-- Start Record set --
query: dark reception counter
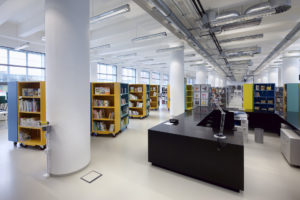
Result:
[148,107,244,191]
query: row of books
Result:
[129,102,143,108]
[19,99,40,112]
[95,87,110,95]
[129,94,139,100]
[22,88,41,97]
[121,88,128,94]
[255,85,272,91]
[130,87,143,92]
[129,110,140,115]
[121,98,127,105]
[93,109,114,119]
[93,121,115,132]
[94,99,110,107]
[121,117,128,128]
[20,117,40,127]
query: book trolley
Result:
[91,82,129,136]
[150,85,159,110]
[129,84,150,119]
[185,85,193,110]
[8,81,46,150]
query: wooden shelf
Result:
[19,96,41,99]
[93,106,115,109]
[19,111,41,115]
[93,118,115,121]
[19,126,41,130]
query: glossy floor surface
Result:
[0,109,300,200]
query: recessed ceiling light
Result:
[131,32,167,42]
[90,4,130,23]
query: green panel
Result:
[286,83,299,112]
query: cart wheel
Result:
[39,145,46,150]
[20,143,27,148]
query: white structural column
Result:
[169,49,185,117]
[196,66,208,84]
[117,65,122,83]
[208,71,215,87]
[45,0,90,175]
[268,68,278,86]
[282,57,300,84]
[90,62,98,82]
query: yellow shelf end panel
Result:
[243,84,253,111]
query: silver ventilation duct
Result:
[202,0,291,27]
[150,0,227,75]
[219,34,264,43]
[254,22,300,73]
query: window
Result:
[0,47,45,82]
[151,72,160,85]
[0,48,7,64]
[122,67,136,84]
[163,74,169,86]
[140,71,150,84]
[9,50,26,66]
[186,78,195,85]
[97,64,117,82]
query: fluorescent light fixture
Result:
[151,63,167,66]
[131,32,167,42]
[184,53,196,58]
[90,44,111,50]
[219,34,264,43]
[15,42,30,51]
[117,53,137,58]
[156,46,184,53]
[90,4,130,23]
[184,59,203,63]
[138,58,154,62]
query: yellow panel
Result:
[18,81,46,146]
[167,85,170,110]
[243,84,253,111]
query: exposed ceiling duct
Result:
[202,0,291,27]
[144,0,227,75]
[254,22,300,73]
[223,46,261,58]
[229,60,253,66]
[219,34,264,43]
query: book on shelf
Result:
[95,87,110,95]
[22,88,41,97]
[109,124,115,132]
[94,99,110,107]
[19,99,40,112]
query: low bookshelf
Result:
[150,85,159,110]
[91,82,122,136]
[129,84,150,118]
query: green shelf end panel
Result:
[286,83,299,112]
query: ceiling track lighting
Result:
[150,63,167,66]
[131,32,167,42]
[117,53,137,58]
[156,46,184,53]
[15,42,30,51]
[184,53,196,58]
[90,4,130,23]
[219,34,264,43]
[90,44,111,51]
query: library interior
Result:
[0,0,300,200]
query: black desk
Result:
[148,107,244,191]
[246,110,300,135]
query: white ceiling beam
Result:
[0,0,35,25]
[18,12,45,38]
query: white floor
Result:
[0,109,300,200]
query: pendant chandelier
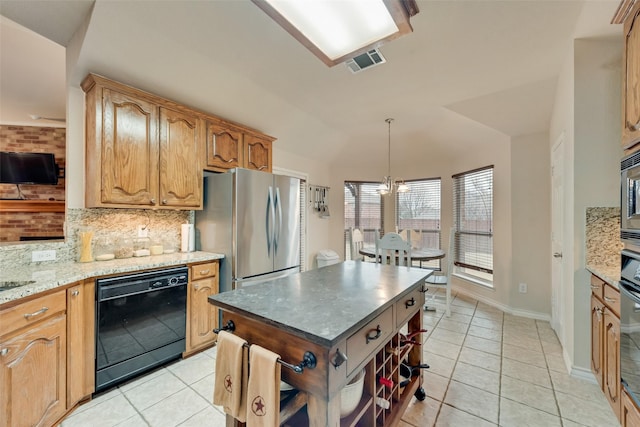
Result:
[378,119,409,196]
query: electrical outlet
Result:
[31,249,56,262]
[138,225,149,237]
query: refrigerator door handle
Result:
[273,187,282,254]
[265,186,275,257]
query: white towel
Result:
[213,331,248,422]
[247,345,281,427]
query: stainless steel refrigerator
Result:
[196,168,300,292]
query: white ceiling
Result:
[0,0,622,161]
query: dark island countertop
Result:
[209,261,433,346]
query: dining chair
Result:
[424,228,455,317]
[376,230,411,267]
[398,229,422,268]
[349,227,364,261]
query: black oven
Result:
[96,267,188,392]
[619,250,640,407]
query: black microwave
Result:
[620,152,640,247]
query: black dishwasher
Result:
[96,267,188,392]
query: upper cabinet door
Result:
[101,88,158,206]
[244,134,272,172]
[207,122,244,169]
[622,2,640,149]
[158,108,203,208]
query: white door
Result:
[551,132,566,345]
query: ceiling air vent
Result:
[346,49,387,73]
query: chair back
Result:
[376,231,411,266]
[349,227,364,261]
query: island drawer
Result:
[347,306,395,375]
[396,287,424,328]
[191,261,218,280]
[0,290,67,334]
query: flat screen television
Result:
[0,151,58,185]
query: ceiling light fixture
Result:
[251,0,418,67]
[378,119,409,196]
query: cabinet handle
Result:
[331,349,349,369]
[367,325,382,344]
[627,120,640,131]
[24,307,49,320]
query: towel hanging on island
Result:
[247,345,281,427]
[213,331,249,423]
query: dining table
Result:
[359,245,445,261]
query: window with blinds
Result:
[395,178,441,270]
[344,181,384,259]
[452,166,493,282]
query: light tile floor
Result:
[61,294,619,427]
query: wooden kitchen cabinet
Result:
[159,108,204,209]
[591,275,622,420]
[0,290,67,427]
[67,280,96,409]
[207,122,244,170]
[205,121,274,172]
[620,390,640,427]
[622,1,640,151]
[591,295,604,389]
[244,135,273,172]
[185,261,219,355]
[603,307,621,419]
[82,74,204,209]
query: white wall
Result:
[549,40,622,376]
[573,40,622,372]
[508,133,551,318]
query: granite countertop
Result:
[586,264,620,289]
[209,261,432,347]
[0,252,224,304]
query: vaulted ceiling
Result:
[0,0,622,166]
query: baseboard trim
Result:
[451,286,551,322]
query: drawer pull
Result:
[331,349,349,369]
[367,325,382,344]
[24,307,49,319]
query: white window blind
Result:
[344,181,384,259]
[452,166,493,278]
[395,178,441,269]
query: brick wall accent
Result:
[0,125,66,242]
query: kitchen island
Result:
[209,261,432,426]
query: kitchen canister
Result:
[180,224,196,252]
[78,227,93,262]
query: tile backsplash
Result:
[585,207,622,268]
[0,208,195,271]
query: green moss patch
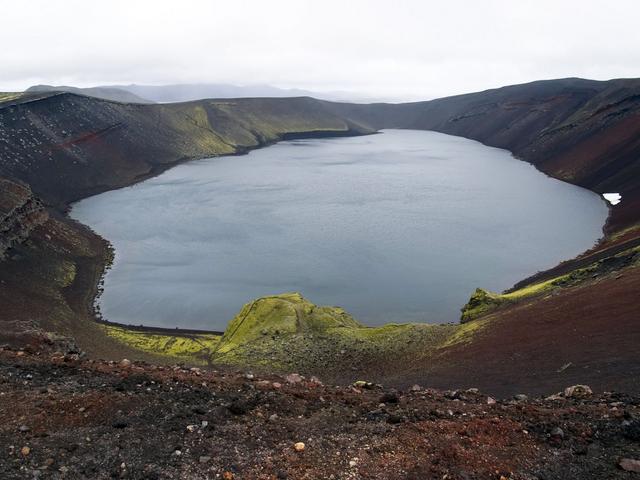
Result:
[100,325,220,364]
-- End Record set --
-- Start Record set --
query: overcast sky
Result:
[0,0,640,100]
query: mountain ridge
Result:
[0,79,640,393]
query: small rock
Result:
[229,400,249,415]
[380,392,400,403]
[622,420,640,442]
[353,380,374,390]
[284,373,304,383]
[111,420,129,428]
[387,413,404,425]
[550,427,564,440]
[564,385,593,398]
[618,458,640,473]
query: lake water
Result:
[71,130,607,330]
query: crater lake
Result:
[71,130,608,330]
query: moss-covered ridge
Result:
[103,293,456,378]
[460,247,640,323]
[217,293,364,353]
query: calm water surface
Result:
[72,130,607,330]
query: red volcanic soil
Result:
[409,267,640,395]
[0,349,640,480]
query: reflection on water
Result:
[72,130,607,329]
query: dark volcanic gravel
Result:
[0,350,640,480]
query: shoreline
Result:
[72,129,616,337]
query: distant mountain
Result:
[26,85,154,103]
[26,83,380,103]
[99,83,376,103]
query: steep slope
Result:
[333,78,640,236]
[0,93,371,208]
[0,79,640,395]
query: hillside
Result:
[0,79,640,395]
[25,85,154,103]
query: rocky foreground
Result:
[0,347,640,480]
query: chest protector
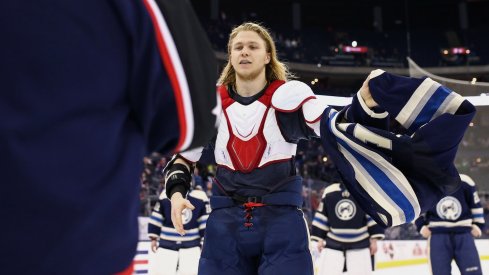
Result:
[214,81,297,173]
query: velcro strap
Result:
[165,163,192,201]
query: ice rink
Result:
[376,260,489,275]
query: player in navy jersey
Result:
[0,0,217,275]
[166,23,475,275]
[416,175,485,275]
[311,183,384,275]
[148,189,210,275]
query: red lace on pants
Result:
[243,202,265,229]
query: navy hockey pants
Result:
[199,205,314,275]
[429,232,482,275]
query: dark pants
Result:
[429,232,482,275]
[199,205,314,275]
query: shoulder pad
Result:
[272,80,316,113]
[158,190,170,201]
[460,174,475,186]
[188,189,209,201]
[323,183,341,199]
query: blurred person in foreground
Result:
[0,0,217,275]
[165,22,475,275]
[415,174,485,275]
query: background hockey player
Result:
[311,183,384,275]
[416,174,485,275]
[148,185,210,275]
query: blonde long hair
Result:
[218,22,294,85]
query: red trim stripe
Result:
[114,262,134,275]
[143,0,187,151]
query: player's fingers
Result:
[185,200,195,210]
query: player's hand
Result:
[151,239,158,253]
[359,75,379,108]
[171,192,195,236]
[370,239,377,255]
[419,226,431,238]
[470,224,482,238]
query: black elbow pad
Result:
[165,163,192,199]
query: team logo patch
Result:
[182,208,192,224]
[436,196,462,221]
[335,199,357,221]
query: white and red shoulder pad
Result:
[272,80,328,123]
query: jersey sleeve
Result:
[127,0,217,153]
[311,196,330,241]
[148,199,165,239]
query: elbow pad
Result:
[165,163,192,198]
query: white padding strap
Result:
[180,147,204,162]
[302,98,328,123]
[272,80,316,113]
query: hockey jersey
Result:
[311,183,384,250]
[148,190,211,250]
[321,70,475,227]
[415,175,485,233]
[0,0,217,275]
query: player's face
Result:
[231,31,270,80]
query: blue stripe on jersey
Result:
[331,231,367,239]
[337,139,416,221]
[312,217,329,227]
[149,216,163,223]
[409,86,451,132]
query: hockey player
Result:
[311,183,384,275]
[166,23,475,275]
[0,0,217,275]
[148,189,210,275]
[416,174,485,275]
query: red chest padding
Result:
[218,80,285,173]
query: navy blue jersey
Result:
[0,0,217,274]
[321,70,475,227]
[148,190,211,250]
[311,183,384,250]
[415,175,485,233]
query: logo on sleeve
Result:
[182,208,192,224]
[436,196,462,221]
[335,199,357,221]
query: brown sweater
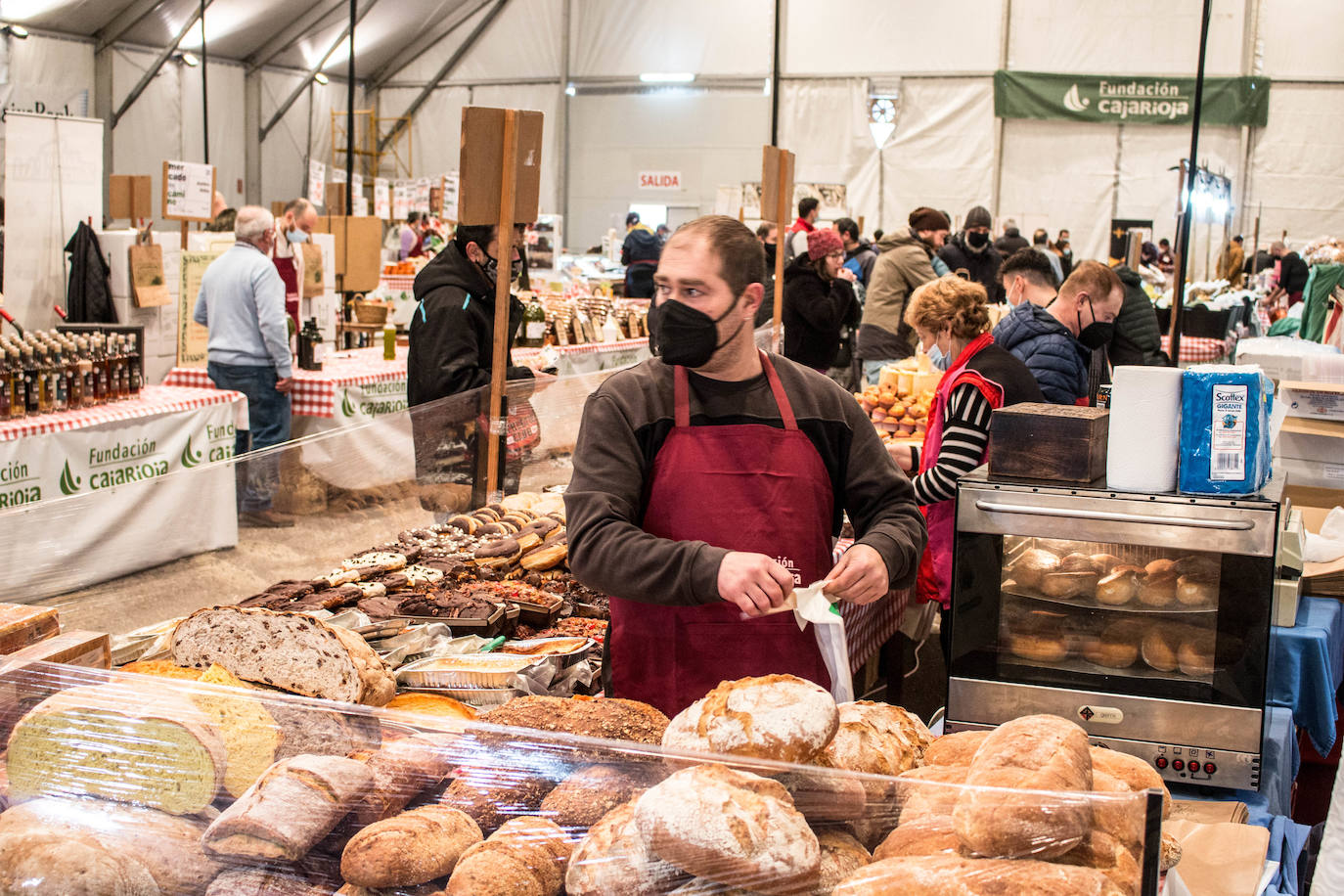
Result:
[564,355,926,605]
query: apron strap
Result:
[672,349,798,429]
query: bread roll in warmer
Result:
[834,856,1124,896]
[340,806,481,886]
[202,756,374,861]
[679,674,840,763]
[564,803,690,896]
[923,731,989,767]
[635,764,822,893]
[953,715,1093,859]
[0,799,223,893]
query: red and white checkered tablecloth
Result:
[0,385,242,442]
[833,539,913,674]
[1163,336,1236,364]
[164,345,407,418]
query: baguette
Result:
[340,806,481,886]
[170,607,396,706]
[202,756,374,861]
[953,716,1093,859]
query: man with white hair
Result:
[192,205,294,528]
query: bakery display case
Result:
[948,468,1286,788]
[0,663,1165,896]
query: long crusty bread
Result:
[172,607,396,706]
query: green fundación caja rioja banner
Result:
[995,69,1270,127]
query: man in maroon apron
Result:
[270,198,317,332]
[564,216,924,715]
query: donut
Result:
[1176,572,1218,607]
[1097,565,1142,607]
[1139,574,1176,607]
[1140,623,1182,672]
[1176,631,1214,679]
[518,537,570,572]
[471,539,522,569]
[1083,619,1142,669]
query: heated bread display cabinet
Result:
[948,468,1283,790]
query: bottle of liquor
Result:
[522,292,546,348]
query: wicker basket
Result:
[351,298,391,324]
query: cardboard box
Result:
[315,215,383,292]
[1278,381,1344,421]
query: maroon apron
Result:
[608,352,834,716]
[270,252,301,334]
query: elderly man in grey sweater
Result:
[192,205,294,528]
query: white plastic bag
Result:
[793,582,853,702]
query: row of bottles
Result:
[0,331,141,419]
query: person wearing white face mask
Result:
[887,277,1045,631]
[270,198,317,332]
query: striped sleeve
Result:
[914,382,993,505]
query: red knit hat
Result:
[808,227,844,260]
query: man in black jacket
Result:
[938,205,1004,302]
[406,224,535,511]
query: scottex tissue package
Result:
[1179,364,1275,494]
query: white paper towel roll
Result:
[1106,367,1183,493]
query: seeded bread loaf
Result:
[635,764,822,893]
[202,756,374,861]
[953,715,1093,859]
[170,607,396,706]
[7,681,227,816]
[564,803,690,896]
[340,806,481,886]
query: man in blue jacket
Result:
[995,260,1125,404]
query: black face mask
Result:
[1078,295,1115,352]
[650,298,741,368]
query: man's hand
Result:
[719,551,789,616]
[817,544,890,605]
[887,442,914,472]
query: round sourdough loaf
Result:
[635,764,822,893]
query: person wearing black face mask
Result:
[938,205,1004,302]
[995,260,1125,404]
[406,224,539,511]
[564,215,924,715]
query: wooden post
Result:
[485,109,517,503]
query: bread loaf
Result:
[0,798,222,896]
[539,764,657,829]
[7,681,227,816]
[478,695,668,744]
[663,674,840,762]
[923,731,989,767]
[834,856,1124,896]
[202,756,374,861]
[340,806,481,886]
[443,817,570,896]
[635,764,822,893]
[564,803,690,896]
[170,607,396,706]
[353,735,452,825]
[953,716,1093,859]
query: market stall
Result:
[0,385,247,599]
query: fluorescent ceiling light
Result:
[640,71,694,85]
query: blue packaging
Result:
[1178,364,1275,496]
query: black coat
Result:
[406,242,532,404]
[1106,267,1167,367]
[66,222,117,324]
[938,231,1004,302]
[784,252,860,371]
-- End Record set --
-- Start Record set --
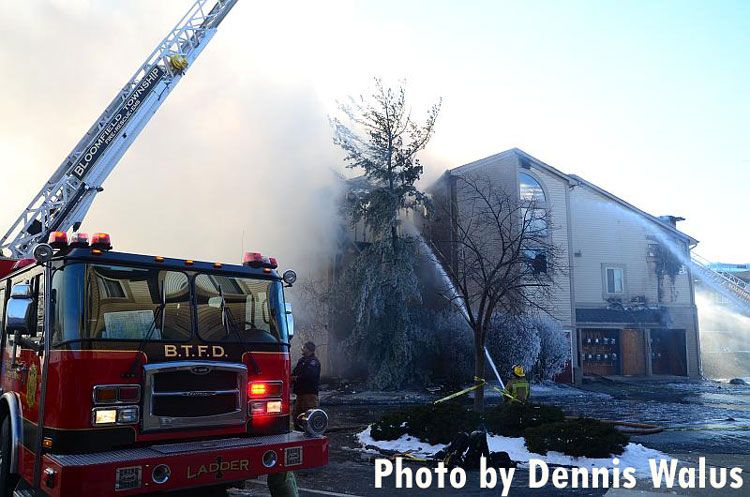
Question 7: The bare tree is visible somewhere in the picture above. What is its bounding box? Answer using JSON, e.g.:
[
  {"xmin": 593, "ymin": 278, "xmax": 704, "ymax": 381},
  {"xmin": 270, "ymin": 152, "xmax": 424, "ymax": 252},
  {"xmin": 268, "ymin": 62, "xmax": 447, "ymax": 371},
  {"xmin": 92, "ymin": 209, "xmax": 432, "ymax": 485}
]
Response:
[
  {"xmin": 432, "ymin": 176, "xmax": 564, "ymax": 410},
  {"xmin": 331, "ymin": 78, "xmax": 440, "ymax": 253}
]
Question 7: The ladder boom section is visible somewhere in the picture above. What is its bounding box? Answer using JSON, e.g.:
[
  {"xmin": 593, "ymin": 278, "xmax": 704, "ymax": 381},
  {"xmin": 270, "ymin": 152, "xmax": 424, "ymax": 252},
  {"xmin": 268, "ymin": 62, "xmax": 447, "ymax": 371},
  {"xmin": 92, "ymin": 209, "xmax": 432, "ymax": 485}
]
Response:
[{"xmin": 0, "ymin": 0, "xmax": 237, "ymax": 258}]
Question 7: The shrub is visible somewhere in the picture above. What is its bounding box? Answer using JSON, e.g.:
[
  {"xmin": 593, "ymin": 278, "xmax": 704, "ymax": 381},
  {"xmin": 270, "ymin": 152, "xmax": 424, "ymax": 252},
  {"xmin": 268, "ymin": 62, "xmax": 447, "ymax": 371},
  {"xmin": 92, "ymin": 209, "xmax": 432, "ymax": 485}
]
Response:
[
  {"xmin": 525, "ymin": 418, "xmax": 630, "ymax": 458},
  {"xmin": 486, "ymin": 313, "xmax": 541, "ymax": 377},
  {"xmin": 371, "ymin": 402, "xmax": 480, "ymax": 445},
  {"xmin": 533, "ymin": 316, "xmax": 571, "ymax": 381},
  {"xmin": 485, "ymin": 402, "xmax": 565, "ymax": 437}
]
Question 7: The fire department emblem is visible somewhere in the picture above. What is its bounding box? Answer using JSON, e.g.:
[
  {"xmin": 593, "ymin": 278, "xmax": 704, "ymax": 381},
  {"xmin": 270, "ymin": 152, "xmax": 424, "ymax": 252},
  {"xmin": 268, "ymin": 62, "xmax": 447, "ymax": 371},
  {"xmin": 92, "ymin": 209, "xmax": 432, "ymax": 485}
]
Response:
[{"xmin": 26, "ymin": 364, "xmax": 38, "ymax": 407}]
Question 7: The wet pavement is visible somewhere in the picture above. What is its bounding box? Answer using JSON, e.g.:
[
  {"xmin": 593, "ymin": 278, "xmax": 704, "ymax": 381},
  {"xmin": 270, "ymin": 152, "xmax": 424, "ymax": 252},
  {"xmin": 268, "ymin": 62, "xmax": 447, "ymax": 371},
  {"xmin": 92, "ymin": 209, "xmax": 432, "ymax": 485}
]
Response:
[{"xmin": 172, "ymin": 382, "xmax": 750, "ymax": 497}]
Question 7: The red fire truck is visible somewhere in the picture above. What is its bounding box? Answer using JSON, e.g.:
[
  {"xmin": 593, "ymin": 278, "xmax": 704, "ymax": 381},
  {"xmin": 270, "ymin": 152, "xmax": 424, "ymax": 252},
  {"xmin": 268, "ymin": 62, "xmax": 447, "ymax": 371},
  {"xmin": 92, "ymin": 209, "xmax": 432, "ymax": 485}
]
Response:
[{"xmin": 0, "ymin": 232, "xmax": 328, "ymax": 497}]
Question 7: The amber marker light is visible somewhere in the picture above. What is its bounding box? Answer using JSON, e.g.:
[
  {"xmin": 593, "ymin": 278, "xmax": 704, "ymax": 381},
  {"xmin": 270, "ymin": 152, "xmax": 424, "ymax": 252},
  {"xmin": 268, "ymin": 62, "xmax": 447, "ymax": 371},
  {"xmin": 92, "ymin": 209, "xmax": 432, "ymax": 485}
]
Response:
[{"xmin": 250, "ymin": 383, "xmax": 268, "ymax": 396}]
-- End Record set --
◆ Requirements: Rescale the lines from the one that contains "query: donut" through the one that contains "[1179,364,1275,494]", both included. Reproduce every line, requests included, but multiply each bounding-box coordinate in the answers by 0.3 and round it to a whole number, rounding halves up.

◆ Reply to the exercise:
query: donut
Result:
[353,172,365,182]
[329,170,343,182]
[342,172,353,182]
[342,187,355,202]
[353,189,364,204]
[155,161,171,172]
[141,162,157,171]
[325,186,343,201]
query: heated bread display cabinet
Result:
[284,140,385,237]
query: bottle of liquor
Result:
[157,88,164,104]
query: wicker basket
Result:
[105,89,117,97]
query: cardboard box
Result:
[95,65,115,88]
[383,114,403,126]
query: maroon apron
Result:
[182,106,250,215]
[81,76,90,100]
query: elderly man in grey sweater
Result:
[58,62,88,158]
query: white plastic bag
Result:
[238,175,256,211]
query: row of bottles
Result:
[0,99,42,126]
query: person wearing white face mask
Result:
[266,83,314,189]
[81,59,95,100]
query: striped sleeve
Result:
[274,115,298,152]
query: red knit hat
Result:
[242,68,253,78]
query: man in black jacket
Result:
[281,62,301,91]
[122,67,161,153]
query: scottex tissue package
Result:
[354,109,383,148]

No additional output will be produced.